-------- Extrait du texte
On peut certes regretter que Jules Destrée ne rappelle pas qu’il s’est trouvé, un temps, parmi ces théoriciens farouches. Cette prise de position est cependant importante, car elle montre que, contrairement à de nombreux dreyfusards, Destrée ne va pas suivre ceux qui, au sein du mouvement socialiste, vont voir dans l’Affaire Dreyfus une immense mystification et regretter d’avoir apporté leur secours à la République en péril. Ceux-là et d’autres vont dériver vers un socialisme national et révolutionnaire [22].

4. De Dreyfus à Auschwitz ?

On ne peut pas clore ici le dossier visant à établir une liaison entre Jules Destrée et l’antisémitisme sans évoquer une réponse précise à une question que posait René Henoumont en 1984 dans Pourquoi Pas ?, après avoir rendu compte du livre polémique consacré par Pol Vandromme au député de Charleroi [23] : L’antisémitisme de Destrée est de son époque. Il y a quasi un siècle. La seule vraie question est de savoir si Destrée aurait approuvé la déportation des petits-fils de Dreyfus à Auschwitz. Il y a des mots qui changent de sens au prix de millions de morts [24].
----------------
◆ Consigne
D'après l'extrait, qui a consacré un livre polémique au député de Charleroi ? Les lignes n'ont aucun rapport avec l'extrait.
-------- Données enregistrées
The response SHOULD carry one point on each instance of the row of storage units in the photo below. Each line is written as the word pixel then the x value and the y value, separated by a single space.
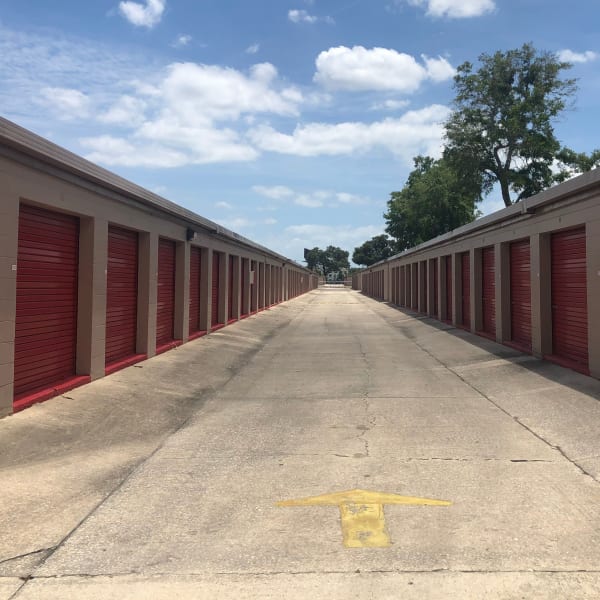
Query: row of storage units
pixel 100 274
pixel 527 276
----------------
◆ Réponse rédigée
Pol Vandromme.